EXERCISE SET ▸
[1] According to the passage on the aerostructure holding fixture, what do the attach fittings 510 connect?
[2] Continue the passage on the aerostructure holding fixture, picking up after its final sentence.

In general, the targets 410 and 610 (FIG. 6) attached to the holding fixture 210 and aerostructure 220 serve as reference points for the CAD software. In particular, to increase the fidelity of the computer generated surface models simulating the holding fixture 210 and aerostructure 220, the digital cameras 122 may capture digitally zoomed or enhanced images of the fixture 210 and structure 220. Since the cameras 122 may only capture partial images of the entire structure, as the CPU 140 (FIG. 1) processes multiple images, the targets 410 and 610 (FIG. 6) enable the CAD software to identify the location of one captured image relative to another. For example, if two captured images share a common target, then the CAD software will know that portions of the images correspond to each other. In certain embodiments, each target 410 and 610 (FIG. 6) may be assigned a number and display a unique black-and-white image identifying the target (e.g., similar to a bar code). Therefore, as the location of each target 410 and 610 (FIG. 6) is known relative to the structure dimensions, the CAD software is able to determine the location of each captured image relative to the structure dimensions based on the target image(s) captured in the image.

FIG. 5 is a partial perspective view of the structure assembly 110. As shown, the structure 220 needing repair may be installed into the fixture 210 and secured in an upright position by one or more attach fittings 510 and base fittings 512. In the example shown, the aerostructure 220 is an aircraft wing having a first wing portion 520 and a second wing portion 522 coupled together by a wing box 524.

The attach fittings 510 are elongated members that couple an upper portion of the aerostructure 220 to the upper frame 310. In certain embodiments, the attach fittings 510 may be adjustably coupled to the upper frame 310 to permit the fittings 510 to be detachably attached to the aerostructure 220 at certain desired locations along the structure's upper periphery. The attach fittings 510 may be attached to the upper frame 310 and the structure 220 by fasteners, clamps, or any other suitable means. It is desired that the attach fittings 510 be attached to the aerostructure 220 in a manner that does not obstruct the digital cameras from capturing photographic images of the structure's upper periphery.

The base fittings 512 are members coupled to the lower frame 320 that support a lower portion of the aerostructure 220. In certain embodiments, the base fittings 512 may be adjustably coupled to the lower frame 320 to permit the fittings 512 to be adjusted according to the structure dimensions. The base fittings 512 may be attached to the lower frame 320 by fasteners, clamps, or any other suitable means.

In certain embodiments, end fittings 514 may be coupled to the lower frame 320 to support outer ends of the structure 220. The end fittings 514 may be coupled to the lower frame 320 by fasteners, clamps, or any other suitable means.

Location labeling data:
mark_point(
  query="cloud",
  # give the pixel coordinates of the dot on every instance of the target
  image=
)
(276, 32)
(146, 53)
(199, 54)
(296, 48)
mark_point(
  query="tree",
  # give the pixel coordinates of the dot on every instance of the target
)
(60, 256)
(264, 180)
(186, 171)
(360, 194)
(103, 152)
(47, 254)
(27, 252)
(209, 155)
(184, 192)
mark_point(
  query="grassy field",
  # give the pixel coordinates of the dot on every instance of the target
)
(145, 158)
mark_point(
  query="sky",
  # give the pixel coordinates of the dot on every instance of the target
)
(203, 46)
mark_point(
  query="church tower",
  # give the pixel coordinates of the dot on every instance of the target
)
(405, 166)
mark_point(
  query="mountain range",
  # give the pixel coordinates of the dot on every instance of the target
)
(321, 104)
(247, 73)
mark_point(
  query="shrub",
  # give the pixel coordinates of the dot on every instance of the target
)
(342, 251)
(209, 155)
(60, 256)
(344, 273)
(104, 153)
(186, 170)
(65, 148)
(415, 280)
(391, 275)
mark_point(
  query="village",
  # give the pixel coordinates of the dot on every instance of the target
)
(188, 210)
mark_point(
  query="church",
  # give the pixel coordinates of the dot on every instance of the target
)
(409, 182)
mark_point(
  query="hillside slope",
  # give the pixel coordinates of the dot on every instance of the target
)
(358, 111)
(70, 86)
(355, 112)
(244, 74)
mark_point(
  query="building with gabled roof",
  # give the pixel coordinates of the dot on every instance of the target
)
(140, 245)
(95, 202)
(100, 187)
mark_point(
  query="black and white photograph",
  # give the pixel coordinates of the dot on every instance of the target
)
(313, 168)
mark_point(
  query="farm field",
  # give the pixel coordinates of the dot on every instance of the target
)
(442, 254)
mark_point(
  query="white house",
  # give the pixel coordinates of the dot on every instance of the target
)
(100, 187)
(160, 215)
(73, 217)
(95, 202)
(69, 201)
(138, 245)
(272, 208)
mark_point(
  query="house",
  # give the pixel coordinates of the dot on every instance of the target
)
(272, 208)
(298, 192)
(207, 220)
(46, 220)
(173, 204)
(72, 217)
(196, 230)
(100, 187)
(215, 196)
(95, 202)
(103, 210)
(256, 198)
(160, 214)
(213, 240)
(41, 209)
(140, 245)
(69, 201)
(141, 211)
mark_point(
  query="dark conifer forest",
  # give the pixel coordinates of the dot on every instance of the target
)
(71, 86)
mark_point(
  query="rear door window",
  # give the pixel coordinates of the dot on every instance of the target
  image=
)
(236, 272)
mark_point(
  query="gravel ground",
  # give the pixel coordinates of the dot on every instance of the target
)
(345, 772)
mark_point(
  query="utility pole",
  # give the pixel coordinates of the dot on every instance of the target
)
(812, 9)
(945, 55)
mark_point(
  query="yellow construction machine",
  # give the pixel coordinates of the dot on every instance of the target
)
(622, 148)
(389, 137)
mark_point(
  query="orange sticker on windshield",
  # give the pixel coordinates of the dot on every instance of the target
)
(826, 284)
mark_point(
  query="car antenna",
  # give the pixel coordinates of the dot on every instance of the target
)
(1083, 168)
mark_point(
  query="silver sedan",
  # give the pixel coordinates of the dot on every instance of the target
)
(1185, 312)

IN RESPONSE ▸
[1] They connect an upper portion of the aerostructure 220 to the upper frame 310.

[2]
As will be described below, attachments may be used to secure the substructures and internal parts of the structure 220. Thus, it is advantageous to install the structure 220 into the fixture 210 in such a way that the dimensional characteristics of the structure 220 are clearly visible, especially locations (i.e., attach points) where the structure 220 is coupled to or otherwise assembled with other structures, such as an aircraft fuselage in this example.

The attach fittings 510 may be designed so that the structure 220 can be disassembled without any movement of the substructure or any of the adjoining parts or components. In addition, attachments (as described in FIG. 7) may be used to secure the structure 220 so individual parts can be removed for repair or replacement without jeopardizing any movement, thereby protecting the positions of adjoining parts and any fastener hole locations.

Referring now to FIG. 6, once the structure 220 is secured to the fixture 210, a second set of photogrammetric targets 610 may be affixed to the outer surface (i.e., “the skin”) of the aerostructure 220 at certain locations about the structure. Similar to targets 410 (FIG. 4), targets 610 may be constructed to suitable sizes and shapes so they may be detected by the digital cameras 122 (FIG. 1). For example, in certain embodiments, the targets 610 may comprise a circular shape having a diameter or approximately 0.75 to 1.0 inches. In other embodiments, the targets 410 may comprise a square, triangular, diamond, or any other suitable geometric shape. The targets 610 may be affixed to the structure 220 by adhesives, clamps, mechanical or hook-and-loop fasteners, or any other suitable means.

After the second set of targets 610 are affixed to the skin, the structure 220 may be scanned by digital cameras 122 to dimensionally locate (via photogrammetry) the structure 220 relative to the first set of photogrammetric targets 410 (FIG. 4) and the reference plane 160 (FIG. 1). The image data collected by this digital imaging technique is imported into the 3D CAD software system (e.g., located in the CPU 420), which generates a surface model simulating a 3D replica of the structure 220.

In addition to determining the dimensions of the structure 220, during the scanning process the digital cameras 122 (FIG. 1) may detect the location of fasteners, which are defined by fastener holes (not shown) machined into the skin of the structure 220. The fasteners may be detected by, for example, referencing the first and second sets of photogrammetric targets 410 and 610 and the reference plane 160. The fastener dimensions and coordinates may be stored in the 3D CAD software database executed by the CPU 140.

Once the aerostructure 220 is secured to the fixture 210 and dimensionally located, a preliminary inspection of the structure 220 may be conducted, either manually or electronically, for structural defects, such as damage, corrosion, fatigue/stress cracking of the structure. In certain embodiments, the inspection may be performed by non-destructive inspection or non-destructive testing (NDT/NDI inspection), primarily with radiography and ultrasonic equipment, to detect defects, if any, in the structure 220. This process will be described in further detail below. In certain embodiments, the NDI equipment may be adapted to carry one or more target images, enabling the CAD software to determine the location of the equipment relative to the simulated 3D surface model of the aerostructure 220 during inspection.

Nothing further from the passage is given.